API

estim = kde(data;
            weights = nothing, method = MultiplicativeBiasKDE(),
            lo = nothing, hi = nothing, boundary = :open, bounds = nothing,
            bandwidth = ISJBandwidth(), bwratio = 8 nbins = nothing)

Calculate a discrete kernel density estimate (KDE) estim from samples data, optionally weighted by a corresponding vector of weights.

The default method of density estimation uses the MultiplicativeBiasKDE pipeline, which includes corrections for boundary effects and peak broadening which should be an acceptable default in many cases, but a different AbstractKDEMethod can be chosen if necessary.

The interval of the density estimate can be controlled by either the set of lo, hi, and boundary keywords or the bounds keyword, where the former are conveniences for setting bounds = (lo, hi, boundary). The minimum and maximum of v are used if lo and/or hi are nothing, respectively. (See also bounds.)

The KDE is constructed by first histogramming the input v into nbins many bins with outermost bin edges spanning lo to hi. The span of the histogram may be expanded outward based on boundary condition, dictating whether the boundaries are open or closed. The bwratio parameter is used to calculate nbins when it is not given and corresponds (approximately) to the ratio of the bandwidth to the width of each histogram bin.

Acceptable values of boundary are:

• :open or Open
• :closed or Closed
• :closedleft, :openright, ClosedLeft, or OpenRight
• :closedright, :openleft, ClosedRight, or OpenLeft

The histogram is then convolved with a Gaussian distribution with standard deviation bandwidth. The default bandwidth estimator is the Improved Sheather-Jones (ISJBandwidth) if no explicit bandwidth is given.

> EXCERPTED DATA:
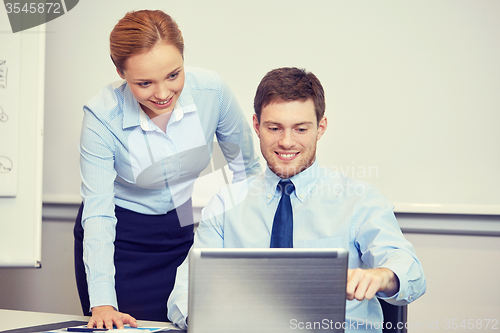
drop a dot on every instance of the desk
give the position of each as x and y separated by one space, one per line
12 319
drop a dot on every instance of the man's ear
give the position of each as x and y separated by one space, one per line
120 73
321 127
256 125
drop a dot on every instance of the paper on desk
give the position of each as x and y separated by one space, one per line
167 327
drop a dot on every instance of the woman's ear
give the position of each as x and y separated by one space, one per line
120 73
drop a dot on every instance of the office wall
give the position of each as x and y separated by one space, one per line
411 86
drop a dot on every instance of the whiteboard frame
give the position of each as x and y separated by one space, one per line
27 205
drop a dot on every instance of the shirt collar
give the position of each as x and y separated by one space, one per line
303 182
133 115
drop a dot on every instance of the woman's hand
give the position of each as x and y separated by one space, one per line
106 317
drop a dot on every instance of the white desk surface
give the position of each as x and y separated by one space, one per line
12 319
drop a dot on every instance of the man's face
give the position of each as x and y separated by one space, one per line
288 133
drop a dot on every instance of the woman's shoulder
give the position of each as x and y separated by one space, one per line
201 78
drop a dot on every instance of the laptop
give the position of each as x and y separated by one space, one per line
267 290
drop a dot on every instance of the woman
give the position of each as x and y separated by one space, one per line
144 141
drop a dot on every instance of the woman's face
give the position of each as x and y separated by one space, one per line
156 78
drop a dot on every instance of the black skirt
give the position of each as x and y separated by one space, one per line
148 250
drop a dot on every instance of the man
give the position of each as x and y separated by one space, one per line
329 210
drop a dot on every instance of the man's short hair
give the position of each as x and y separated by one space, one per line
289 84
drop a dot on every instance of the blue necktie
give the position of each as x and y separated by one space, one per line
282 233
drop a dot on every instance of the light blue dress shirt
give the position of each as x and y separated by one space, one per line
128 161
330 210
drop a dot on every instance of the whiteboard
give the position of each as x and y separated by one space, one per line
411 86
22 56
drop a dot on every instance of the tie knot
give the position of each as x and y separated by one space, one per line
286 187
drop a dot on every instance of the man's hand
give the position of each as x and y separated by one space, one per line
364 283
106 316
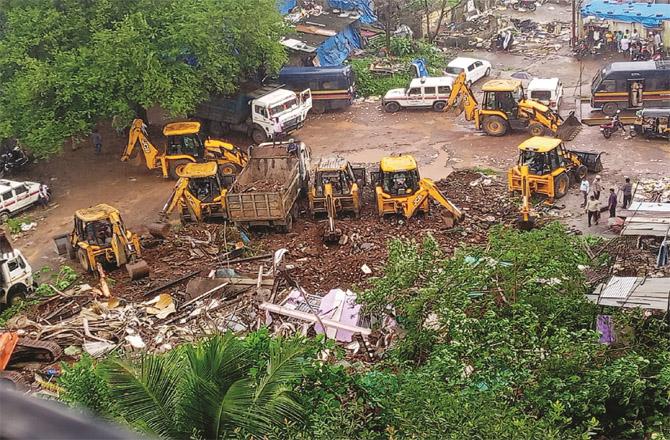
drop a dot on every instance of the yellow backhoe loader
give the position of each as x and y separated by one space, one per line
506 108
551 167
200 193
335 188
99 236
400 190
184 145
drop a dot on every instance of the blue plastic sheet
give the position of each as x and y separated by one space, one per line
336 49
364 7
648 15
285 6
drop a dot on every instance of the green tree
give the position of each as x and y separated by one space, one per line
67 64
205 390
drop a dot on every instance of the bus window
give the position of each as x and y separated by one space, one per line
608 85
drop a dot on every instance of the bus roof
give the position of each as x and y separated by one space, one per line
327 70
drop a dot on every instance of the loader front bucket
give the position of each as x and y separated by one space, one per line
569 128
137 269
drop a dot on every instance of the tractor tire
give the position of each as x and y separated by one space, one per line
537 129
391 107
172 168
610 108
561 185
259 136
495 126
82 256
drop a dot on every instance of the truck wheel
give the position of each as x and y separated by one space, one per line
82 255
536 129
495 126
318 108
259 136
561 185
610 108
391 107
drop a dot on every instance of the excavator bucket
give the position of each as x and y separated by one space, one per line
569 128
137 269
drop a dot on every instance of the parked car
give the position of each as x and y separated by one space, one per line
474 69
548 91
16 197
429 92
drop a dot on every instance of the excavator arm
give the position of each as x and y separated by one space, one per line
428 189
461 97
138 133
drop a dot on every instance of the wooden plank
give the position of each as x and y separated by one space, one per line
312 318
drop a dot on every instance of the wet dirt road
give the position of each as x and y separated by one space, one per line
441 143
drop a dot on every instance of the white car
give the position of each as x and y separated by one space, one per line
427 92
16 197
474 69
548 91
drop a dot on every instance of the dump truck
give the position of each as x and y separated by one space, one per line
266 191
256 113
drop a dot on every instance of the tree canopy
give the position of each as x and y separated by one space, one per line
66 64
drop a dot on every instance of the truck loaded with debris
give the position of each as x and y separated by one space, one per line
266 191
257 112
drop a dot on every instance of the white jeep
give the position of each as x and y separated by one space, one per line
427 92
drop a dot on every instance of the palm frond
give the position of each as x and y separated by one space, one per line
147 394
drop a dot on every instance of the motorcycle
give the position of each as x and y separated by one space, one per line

> WHAT YOU NEED TO DO: According to the kde API text, which bandwidth estimator is used by default when no explicit bandwidth is given?

> FULL ANSWER: The Improved Sheather-Jones estimator (ISJBandwidth).